◆ PROMPT ◆
Reproduce the news text word for word from "Dr. Peter W. Carter Joins" to "joined The Family Cancer Center.".

◆ READING PASSAGE ◆
Dr. Peter W. Carter Joins Family Cancer Center
Dr. Peter W. Carter, an oncologist who has practiced in Tennessee for more than two decades, has joined The Family Cancer Center.
He becomes the seventh physician on staff at the Family Cancer Center.
Dr. Carter will be seeing patients at the Family Cancer Center's facility at St. Francis Hospital in the O'Ryan Building on Mondays, Thursdays and Fridays and at the Baptist Hospital office on Tuesday and Wednesday.
Before coming to the Family Cancer Center, Dr. Carter was with the Mid-South Cancer Center in Germantown and the Knoxville Cancer Center.
Dr. Carter is Board Certified in Medical Oncology and Hematology. He completed his Residency in Internal Medicine at Methodist Hospital, in Memphis and his Fellowship in Hematology/Oncology at Duke University Medical Center in Durham, North Carolina.
Born in Oklahoma, Dr. Carter graduated with high honors from the University of Tennessee and received his medical degree from the University of Tennessee Center for Health Sciences in 1979.
CHC Asking for Donations of Medicine
The Church Health Center is asking doctors' offices to donate one out of every three sample medications to the Center. The Center will provide containers and pick up the medicines. To sign up for the "1 in 3 for the CHC" initiative call (901) 272-0010, Ext. 1106.

◆ PROVIDED RECORDS ◆
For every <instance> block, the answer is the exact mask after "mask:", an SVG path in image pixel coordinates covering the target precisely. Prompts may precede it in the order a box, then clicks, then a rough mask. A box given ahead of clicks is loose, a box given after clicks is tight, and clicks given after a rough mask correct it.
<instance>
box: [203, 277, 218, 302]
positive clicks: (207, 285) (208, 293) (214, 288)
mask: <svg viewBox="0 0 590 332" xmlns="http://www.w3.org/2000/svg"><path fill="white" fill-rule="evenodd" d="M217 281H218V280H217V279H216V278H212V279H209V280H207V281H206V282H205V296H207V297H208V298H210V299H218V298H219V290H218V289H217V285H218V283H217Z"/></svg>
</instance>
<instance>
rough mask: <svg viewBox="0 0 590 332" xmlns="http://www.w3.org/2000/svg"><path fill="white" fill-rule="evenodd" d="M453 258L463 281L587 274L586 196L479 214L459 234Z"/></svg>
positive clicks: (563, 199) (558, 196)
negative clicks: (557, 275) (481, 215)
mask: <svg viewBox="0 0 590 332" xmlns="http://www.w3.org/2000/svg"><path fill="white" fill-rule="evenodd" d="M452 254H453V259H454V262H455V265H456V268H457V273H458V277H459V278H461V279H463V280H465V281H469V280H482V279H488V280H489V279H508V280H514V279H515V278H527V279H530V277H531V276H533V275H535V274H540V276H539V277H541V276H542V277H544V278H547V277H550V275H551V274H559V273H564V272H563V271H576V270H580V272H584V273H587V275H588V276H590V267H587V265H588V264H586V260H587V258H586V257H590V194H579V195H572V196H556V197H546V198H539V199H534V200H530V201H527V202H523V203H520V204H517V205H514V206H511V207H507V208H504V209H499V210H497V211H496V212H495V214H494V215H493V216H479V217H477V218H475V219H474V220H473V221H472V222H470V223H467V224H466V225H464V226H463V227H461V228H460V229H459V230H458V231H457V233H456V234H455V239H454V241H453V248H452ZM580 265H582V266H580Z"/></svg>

◆ OUTPUT BELOW ◆
Dr. Peter W. Carter Joins Family Cancer Center
Dr. Peter W. Carter, an oncologist who has practiced in Tennessee for more than two decades, has joined The Family Cancer Center.